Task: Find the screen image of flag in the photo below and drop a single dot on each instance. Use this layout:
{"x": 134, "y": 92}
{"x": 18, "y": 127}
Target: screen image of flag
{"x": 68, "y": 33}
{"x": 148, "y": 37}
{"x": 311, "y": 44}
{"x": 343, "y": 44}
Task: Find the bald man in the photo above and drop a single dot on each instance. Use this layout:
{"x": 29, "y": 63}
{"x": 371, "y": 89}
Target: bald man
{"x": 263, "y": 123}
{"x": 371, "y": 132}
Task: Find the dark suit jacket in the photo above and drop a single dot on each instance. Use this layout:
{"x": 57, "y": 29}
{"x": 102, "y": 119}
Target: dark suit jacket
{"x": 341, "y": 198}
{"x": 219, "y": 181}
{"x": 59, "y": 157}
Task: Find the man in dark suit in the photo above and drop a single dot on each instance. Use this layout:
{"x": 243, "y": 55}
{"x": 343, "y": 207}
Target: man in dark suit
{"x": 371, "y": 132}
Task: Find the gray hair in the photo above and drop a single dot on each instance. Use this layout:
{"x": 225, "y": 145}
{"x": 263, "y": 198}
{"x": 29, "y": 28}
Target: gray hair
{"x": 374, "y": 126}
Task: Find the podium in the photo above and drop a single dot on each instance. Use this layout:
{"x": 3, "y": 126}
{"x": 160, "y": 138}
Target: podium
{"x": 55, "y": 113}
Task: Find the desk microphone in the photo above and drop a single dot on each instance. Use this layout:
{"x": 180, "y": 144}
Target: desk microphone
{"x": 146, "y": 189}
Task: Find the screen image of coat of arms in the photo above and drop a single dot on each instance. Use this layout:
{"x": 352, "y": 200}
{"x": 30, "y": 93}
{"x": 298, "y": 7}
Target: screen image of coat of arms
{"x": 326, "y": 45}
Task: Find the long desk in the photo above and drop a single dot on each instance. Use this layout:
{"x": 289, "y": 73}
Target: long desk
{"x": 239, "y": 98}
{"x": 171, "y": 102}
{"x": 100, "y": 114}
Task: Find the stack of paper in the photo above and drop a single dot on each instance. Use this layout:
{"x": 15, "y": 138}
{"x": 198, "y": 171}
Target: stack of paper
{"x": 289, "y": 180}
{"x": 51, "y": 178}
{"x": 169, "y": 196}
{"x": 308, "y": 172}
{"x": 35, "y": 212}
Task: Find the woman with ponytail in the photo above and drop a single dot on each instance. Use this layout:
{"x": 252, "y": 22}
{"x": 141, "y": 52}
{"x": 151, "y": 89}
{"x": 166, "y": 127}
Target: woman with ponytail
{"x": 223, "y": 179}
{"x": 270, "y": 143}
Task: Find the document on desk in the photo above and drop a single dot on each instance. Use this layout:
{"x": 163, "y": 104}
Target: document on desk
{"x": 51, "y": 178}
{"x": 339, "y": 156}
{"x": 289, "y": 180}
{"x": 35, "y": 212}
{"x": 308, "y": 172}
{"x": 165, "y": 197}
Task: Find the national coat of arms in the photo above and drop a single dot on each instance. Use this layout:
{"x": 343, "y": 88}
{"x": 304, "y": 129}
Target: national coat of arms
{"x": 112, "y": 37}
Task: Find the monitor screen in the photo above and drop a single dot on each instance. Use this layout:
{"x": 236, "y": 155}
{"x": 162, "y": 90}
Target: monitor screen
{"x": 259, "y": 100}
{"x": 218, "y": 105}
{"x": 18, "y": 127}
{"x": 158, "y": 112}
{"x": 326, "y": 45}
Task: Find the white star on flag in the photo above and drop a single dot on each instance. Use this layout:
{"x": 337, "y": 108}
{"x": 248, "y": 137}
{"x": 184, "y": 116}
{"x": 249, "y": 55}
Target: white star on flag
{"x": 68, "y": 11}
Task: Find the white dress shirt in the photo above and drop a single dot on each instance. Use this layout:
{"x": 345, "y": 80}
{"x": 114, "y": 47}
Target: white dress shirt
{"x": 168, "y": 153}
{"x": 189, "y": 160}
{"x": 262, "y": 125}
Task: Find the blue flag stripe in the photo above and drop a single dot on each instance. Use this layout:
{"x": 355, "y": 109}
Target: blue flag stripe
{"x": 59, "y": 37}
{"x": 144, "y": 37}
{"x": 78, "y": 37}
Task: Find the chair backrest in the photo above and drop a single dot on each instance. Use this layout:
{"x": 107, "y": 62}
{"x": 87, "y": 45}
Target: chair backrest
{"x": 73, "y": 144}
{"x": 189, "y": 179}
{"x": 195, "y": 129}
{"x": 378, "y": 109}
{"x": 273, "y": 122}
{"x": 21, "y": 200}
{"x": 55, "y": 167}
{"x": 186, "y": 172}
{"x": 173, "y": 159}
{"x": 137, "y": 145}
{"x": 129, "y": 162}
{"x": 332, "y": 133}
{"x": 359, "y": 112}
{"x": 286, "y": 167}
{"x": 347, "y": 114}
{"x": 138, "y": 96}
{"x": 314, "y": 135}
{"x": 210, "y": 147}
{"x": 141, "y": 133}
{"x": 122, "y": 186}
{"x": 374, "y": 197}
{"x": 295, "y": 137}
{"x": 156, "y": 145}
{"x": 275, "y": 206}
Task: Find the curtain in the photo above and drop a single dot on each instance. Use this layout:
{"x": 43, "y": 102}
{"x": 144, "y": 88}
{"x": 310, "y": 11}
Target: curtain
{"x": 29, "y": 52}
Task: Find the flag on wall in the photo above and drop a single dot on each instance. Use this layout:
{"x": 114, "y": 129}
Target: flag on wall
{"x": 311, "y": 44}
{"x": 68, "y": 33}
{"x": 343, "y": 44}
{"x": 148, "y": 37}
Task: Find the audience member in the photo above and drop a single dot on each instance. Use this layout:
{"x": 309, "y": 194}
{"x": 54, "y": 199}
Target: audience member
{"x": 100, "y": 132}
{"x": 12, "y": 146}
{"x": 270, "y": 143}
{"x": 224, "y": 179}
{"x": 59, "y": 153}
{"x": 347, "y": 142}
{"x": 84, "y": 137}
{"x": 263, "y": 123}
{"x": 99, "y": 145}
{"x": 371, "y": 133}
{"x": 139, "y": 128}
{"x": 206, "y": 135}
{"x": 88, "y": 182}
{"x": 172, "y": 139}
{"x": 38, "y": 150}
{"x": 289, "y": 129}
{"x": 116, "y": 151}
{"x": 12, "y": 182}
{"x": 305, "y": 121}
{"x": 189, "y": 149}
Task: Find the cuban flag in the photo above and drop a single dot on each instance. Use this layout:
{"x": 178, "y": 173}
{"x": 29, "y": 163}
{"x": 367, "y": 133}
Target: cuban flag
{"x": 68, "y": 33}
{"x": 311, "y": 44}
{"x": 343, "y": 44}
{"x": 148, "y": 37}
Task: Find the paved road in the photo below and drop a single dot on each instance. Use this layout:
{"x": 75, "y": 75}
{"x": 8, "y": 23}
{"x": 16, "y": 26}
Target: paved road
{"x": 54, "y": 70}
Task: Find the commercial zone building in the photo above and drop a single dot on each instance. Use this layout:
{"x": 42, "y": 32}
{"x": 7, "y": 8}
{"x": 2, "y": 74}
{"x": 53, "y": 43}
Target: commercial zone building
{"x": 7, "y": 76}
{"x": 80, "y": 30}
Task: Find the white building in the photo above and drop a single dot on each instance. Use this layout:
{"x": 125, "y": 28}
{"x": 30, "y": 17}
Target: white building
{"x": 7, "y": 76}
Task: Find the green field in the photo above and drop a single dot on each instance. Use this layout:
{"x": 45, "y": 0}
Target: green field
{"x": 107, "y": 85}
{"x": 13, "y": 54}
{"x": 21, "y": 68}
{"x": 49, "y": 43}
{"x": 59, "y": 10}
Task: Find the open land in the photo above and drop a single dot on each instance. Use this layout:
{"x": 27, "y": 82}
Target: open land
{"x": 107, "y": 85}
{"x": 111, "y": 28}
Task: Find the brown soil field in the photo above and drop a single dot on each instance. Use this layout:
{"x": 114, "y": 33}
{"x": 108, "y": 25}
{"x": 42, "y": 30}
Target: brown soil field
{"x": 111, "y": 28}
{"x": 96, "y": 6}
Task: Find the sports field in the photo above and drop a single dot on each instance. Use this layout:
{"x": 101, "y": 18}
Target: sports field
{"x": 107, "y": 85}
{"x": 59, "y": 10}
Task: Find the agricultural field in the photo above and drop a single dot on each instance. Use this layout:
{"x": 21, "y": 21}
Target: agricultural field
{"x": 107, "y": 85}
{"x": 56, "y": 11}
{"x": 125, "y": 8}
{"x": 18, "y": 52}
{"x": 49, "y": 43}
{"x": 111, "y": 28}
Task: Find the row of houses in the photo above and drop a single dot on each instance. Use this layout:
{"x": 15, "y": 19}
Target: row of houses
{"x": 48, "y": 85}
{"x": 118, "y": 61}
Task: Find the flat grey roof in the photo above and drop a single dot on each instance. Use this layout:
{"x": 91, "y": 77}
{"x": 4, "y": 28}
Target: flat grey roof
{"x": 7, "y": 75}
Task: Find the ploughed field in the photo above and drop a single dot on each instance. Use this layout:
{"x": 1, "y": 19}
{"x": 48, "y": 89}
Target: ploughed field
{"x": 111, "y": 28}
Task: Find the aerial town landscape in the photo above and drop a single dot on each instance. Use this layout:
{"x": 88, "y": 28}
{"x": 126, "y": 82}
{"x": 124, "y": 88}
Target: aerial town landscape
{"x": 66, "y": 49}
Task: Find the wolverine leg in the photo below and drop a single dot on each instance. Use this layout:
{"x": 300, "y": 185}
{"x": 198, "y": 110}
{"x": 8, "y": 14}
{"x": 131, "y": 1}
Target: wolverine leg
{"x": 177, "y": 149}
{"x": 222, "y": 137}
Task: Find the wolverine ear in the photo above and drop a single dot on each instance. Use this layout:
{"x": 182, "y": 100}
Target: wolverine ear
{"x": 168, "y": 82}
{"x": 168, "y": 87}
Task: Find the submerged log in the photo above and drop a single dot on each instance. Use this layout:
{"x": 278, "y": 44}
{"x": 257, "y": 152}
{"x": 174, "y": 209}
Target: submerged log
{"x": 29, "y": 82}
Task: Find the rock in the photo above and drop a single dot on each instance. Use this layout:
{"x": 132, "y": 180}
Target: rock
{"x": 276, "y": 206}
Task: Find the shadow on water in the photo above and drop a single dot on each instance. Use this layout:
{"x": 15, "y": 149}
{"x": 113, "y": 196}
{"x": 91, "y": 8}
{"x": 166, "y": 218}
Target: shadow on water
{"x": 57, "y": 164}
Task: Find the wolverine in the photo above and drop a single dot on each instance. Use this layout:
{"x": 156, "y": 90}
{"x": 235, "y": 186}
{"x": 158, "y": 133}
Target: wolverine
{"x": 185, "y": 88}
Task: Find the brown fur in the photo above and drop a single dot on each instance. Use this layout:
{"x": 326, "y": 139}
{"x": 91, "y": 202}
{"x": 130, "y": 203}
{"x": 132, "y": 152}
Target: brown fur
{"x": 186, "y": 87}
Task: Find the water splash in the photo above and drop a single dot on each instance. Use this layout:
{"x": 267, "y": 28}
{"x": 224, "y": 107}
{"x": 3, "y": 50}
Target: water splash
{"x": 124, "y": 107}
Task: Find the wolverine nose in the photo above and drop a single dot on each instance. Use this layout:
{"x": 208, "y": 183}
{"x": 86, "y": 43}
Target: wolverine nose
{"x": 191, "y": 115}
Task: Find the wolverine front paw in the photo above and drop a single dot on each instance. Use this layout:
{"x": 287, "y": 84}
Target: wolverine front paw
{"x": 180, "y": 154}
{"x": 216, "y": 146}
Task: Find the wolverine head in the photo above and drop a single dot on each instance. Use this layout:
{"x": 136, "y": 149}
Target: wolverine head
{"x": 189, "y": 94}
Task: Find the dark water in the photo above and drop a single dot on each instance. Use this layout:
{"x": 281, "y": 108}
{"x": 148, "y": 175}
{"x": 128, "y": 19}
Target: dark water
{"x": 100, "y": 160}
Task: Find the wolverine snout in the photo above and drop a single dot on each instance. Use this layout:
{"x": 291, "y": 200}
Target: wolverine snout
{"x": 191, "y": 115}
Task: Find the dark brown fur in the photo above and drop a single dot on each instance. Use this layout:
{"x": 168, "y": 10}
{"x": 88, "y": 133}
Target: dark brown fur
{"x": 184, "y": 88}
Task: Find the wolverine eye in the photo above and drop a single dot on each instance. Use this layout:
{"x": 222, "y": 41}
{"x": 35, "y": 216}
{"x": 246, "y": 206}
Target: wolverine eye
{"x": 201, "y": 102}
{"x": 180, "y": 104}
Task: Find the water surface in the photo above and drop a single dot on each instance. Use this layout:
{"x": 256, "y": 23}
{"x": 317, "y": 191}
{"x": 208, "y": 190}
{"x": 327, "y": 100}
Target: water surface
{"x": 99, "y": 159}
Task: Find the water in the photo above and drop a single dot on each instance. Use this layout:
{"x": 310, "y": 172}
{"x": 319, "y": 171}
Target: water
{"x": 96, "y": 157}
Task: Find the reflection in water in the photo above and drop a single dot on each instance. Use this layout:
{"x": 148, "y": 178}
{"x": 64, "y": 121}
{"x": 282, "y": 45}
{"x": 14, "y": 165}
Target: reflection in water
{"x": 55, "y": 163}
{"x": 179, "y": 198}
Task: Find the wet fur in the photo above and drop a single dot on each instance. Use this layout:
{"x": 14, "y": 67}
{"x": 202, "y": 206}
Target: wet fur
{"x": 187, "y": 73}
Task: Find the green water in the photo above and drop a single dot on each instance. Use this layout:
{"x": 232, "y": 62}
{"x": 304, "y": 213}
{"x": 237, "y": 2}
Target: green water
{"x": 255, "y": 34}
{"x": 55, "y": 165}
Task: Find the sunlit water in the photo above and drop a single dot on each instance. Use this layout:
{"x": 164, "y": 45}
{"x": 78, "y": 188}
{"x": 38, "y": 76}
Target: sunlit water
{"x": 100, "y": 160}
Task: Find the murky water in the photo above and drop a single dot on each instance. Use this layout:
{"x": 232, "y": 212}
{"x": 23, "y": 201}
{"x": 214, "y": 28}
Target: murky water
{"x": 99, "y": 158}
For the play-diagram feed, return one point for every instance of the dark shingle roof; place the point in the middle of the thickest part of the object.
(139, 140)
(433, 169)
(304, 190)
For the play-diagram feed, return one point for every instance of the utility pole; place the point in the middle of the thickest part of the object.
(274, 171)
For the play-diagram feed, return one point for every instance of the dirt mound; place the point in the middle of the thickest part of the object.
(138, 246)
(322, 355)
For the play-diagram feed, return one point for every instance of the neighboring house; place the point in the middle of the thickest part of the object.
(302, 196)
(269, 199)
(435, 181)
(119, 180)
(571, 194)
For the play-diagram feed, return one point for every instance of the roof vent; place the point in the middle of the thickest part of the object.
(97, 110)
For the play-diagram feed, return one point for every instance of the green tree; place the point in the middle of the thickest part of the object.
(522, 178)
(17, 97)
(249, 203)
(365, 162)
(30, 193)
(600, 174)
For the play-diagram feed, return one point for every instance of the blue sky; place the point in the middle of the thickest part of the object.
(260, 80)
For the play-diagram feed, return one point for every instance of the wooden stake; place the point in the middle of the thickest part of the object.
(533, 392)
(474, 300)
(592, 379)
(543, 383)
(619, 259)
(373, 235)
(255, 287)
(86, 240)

__________

WHAT IS EXPECTED
Reproduce only the lines starting at the one containing "of the blue" and ending at the last line of the entries above, requests included. Offset every coordinate in the answer points by adding 99 to it.

RESULT OF THE EXERCISE
For the play-diagram feed, return one point for every instance of the blue sky; place the point in the middle of the thickest part of the object.
(359, 179)
For the play-diagram feed, return one point for every instance of the wooden stake; place the point in the middle of the thickest part of the object.
(632, 491)
(573, 399)
(691, 478)
(642, 482)
(718, 358)
(472, 334)
(354, 386)
(185, 339)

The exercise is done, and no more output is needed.